AIM OF THE TASK: Lay out the lines of the listing below as a JSON list of strings, one string per line with blank lines left out, starting at the line that contains "the white border" and ending at the line that contains "<point>398,312</point>".

EXTRACTED ENTRIES:
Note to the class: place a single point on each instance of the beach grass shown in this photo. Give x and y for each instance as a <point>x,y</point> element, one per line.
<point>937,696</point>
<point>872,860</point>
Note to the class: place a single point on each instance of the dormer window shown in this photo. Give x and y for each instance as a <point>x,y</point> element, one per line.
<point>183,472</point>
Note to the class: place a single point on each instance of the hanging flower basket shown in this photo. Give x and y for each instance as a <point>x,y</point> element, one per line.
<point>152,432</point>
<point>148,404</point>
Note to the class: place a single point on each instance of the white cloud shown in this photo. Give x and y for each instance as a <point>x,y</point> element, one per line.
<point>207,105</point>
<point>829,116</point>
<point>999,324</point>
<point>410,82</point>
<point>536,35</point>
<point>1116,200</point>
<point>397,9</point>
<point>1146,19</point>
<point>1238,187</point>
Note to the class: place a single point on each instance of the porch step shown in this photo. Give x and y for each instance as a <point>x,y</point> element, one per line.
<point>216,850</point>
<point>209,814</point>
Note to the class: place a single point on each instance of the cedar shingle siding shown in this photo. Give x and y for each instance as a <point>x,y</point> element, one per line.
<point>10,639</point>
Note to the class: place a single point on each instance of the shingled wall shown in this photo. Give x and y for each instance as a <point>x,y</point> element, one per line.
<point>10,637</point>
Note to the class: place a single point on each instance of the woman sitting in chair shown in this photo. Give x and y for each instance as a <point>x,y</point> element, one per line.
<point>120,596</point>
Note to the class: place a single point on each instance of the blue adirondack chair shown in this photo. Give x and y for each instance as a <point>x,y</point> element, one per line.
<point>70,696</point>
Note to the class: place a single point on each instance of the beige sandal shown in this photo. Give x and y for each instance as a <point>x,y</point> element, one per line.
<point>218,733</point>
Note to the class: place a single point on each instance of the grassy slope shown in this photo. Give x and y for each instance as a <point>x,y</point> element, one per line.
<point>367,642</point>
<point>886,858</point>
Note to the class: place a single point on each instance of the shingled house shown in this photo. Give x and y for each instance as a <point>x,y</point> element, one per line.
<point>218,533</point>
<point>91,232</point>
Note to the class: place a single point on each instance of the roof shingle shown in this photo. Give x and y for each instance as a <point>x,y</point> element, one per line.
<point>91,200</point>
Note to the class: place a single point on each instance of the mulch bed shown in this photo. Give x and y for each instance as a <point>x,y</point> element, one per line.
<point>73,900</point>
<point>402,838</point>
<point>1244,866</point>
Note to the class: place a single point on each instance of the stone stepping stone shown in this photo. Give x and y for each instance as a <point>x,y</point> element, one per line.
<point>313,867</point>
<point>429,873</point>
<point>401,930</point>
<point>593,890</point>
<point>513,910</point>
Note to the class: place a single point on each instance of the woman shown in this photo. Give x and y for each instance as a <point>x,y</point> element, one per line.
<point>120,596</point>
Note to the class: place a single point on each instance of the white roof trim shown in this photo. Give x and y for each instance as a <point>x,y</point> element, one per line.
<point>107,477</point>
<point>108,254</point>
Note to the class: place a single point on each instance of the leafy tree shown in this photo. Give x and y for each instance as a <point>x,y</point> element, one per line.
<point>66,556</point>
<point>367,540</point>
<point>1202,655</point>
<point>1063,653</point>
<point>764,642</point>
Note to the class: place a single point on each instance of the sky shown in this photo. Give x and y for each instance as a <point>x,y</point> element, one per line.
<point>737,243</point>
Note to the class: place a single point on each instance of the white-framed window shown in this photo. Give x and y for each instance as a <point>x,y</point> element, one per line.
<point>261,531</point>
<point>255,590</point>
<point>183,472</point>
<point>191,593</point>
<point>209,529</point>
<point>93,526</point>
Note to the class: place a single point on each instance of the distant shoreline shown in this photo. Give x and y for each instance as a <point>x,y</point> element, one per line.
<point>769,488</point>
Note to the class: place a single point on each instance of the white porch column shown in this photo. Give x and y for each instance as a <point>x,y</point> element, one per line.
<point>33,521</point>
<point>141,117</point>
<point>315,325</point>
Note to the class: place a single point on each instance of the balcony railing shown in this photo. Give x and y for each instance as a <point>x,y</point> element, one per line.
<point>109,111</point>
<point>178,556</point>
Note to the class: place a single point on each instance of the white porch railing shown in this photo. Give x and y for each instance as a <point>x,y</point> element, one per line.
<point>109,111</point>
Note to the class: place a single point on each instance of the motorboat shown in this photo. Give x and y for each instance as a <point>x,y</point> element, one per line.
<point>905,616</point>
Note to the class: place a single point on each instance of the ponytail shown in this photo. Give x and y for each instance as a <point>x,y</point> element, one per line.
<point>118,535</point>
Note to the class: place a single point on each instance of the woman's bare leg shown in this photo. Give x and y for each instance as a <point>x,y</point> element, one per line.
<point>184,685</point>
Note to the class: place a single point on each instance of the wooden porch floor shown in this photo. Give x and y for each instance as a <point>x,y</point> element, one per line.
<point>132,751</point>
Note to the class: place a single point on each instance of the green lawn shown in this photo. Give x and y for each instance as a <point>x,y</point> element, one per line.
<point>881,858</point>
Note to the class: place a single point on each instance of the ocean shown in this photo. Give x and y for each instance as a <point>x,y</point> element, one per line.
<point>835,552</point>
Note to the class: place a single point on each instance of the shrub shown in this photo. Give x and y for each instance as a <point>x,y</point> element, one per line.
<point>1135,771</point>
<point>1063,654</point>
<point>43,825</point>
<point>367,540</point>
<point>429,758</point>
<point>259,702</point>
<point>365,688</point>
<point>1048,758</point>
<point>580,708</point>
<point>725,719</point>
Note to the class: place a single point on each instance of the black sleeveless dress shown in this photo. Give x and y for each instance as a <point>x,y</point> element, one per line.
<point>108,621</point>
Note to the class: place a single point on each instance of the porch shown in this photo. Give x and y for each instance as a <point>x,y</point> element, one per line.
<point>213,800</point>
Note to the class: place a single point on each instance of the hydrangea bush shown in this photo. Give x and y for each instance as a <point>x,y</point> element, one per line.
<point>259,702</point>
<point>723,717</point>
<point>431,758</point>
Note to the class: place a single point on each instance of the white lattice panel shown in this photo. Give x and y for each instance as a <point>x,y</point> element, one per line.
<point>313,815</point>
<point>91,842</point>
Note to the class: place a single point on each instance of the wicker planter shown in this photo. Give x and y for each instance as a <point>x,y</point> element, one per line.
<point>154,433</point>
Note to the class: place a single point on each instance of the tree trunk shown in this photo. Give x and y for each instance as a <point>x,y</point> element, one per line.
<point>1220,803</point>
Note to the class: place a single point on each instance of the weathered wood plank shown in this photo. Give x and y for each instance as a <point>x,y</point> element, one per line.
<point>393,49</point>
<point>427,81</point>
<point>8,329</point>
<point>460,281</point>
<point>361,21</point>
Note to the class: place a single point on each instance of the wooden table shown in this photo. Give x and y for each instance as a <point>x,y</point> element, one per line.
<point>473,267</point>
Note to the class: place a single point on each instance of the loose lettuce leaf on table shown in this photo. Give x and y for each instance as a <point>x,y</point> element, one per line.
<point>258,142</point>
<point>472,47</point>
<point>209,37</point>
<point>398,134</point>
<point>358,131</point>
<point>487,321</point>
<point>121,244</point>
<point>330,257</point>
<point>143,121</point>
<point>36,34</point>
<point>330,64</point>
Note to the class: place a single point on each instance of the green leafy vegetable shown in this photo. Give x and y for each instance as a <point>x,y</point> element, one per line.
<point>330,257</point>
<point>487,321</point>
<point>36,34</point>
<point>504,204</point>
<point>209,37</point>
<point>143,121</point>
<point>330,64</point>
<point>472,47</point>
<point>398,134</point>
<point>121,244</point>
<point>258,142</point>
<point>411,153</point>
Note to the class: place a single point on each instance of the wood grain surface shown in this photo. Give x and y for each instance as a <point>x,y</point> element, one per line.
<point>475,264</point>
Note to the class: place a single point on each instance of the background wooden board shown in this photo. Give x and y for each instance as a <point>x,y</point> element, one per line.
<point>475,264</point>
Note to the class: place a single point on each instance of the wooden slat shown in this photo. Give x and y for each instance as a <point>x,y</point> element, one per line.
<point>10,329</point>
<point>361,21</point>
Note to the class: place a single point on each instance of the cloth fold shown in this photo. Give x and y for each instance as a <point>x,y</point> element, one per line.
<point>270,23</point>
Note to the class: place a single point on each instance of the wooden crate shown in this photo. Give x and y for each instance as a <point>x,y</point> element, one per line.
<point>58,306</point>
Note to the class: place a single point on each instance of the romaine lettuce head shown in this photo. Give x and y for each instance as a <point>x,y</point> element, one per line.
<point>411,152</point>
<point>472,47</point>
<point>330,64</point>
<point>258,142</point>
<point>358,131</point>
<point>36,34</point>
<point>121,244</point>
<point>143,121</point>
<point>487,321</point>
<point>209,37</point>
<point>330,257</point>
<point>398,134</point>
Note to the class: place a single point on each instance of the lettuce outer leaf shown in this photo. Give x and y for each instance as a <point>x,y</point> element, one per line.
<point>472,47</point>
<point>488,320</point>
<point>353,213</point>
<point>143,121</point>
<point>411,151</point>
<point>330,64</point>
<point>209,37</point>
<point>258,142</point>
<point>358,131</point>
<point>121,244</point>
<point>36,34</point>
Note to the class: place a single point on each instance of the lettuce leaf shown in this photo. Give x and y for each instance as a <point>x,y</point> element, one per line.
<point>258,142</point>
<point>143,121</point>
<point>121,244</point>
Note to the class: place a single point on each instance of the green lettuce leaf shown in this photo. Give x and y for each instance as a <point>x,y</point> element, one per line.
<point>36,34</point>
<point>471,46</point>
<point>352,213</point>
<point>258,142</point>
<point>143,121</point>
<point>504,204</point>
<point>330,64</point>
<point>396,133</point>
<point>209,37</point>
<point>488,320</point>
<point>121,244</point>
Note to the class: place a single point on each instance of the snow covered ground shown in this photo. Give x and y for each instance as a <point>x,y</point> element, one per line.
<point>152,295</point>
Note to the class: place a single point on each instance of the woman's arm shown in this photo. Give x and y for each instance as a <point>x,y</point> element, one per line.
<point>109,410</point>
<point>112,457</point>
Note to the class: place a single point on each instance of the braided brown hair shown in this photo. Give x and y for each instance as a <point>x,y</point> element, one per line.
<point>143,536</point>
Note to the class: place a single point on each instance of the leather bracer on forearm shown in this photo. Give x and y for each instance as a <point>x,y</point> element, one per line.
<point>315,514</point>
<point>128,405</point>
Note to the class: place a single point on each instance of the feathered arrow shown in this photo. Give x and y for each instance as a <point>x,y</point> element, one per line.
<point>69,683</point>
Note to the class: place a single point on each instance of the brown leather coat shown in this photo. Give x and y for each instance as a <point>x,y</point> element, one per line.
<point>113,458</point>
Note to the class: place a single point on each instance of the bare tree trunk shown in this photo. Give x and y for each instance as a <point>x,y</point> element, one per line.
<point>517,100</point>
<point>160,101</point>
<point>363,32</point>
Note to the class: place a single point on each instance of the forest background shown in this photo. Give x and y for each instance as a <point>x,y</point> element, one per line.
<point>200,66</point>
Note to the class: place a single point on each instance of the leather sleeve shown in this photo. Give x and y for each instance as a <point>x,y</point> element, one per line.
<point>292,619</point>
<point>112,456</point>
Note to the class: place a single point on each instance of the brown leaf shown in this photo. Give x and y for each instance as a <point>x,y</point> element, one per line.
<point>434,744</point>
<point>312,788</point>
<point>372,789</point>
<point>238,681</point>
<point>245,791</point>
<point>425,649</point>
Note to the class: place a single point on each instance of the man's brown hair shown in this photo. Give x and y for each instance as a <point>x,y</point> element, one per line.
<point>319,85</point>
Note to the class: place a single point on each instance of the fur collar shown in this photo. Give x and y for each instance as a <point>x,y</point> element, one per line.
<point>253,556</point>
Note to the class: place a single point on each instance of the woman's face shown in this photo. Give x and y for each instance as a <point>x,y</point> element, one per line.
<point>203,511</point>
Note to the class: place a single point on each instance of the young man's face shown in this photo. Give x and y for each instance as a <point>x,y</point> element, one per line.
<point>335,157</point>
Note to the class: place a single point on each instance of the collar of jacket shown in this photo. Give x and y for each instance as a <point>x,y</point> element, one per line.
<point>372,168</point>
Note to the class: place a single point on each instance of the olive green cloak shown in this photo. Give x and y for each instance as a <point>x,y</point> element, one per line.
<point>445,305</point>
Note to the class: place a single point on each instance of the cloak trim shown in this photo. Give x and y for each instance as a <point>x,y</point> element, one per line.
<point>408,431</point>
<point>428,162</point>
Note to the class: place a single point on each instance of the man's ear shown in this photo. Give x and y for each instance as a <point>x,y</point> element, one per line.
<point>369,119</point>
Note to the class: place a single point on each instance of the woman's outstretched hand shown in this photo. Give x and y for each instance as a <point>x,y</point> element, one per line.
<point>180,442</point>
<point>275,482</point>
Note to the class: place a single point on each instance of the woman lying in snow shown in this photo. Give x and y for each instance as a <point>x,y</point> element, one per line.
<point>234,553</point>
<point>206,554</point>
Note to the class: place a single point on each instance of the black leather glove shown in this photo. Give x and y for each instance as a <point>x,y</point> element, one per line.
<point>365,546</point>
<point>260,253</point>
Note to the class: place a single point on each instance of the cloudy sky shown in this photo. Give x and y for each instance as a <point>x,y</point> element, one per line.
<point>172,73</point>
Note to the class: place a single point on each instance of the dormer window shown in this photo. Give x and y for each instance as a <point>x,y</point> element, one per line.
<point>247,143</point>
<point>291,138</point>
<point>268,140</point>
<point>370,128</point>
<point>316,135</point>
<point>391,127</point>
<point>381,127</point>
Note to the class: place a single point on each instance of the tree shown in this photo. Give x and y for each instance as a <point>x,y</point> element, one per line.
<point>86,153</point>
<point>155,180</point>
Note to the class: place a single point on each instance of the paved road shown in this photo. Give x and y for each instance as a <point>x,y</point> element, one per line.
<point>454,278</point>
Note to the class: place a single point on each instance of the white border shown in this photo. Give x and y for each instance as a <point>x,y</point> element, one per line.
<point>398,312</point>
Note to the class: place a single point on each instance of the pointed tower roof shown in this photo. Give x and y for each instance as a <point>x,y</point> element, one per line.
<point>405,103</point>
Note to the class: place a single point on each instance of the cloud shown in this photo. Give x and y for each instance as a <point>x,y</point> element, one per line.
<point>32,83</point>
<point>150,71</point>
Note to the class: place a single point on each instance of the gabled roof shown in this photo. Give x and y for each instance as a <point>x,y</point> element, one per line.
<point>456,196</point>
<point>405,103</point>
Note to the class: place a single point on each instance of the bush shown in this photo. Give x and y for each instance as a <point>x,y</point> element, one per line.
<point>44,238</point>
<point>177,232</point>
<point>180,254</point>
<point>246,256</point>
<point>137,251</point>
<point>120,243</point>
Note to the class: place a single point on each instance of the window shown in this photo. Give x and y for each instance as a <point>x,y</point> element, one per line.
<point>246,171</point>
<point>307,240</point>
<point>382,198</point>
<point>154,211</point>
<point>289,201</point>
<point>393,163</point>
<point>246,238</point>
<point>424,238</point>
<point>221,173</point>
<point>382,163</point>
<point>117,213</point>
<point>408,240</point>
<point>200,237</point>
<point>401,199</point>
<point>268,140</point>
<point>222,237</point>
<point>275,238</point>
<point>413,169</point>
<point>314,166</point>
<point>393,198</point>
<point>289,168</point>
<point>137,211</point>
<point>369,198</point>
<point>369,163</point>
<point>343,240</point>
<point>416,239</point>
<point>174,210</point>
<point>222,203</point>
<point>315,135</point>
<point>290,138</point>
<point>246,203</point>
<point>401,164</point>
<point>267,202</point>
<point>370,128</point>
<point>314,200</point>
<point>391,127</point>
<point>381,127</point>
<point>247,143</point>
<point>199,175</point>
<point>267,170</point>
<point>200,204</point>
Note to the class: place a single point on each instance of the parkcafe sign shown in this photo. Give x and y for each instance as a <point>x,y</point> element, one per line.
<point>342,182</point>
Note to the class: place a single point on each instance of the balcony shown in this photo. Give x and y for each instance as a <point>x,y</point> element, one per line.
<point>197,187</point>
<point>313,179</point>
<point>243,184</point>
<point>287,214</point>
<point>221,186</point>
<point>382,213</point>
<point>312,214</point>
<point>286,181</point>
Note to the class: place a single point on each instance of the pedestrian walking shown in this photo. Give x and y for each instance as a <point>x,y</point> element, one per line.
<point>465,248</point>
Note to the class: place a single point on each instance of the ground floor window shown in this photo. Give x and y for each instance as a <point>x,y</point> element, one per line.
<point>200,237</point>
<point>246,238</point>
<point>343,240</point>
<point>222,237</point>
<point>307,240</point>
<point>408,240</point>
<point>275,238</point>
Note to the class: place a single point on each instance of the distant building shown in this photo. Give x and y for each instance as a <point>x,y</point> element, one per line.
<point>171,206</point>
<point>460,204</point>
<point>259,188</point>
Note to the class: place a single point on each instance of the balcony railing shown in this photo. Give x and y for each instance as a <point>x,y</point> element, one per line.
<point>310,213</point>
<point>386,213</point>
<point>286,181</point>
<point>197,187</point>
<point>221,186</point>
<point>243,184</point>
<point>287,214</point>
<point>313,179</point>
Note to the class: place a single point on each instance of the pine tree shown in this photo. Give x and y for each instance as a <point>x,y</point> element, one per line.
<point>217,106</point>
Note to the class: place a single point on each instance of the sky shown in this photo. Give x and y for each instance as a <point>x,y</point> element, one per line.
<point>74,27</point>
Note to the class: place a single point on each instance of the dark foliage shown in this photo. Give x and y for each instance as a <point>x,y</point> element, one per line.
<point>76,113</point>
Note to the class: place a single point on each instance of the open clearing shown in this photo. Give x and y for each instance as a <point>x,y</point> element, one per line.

FULL RESPONSE:
[
  "Note to the class: place a single point on each instance of the white border shown in this photo. Give x and y for each instance as a <point>x,y</point> element, one per line.",
  "<point>398,312</point>"
]